Extracted information »
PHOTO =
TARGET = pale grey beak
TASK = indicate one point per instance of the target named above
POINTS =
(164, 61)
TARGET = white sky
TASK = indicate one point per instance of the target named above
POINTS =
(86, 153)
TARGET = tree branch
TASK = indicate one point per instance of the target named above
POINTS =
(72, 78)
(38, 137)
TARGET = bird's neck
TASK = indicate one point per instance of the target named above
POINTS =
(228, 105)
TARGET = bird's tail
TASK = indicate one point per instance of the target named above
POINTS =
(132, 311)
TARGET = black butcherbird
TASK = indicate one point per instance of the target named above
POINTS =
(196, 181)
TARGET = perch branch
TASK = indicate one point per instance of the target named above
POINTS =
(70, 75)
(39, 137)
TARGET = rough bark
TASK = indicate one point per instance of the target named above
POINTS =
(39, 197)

Problem statement » Reproduce all of the items above word for word, with nothing added or left out.

Response »
PHOTO =
TARGET = pale grey beak
TASK = indicate one point per instance of the target named above
POINTS =
(164, 61)
TARGET = white sky
TASK = indicate one point per instance of the target named above
POINTS =
(86, 153)
TARGET = tree branch
TASK = indicate one point per instance of the target named above
POINTS =
(72, 78)
(38, 137)
TARGET = bird's neck
TASK = indicate one point per instance of the target named above
POINTS =
(228, 105)
TARGET = bird's tail
TASK = indicate one point per instance of the target named above
POINTS =
(132, 311)
TARGET = black butcherbird
TASK = indicate one point per instance of the target named above
POINTS =
(196, 181)
TARGET = perch branch
TASK = indicate one point per instance of the target named above
POINTS =
(70, 75)
(39, 137)
TARGET = rough bark
TASK = indicate one point per instance of the target named above
POINTS =
(39, 197)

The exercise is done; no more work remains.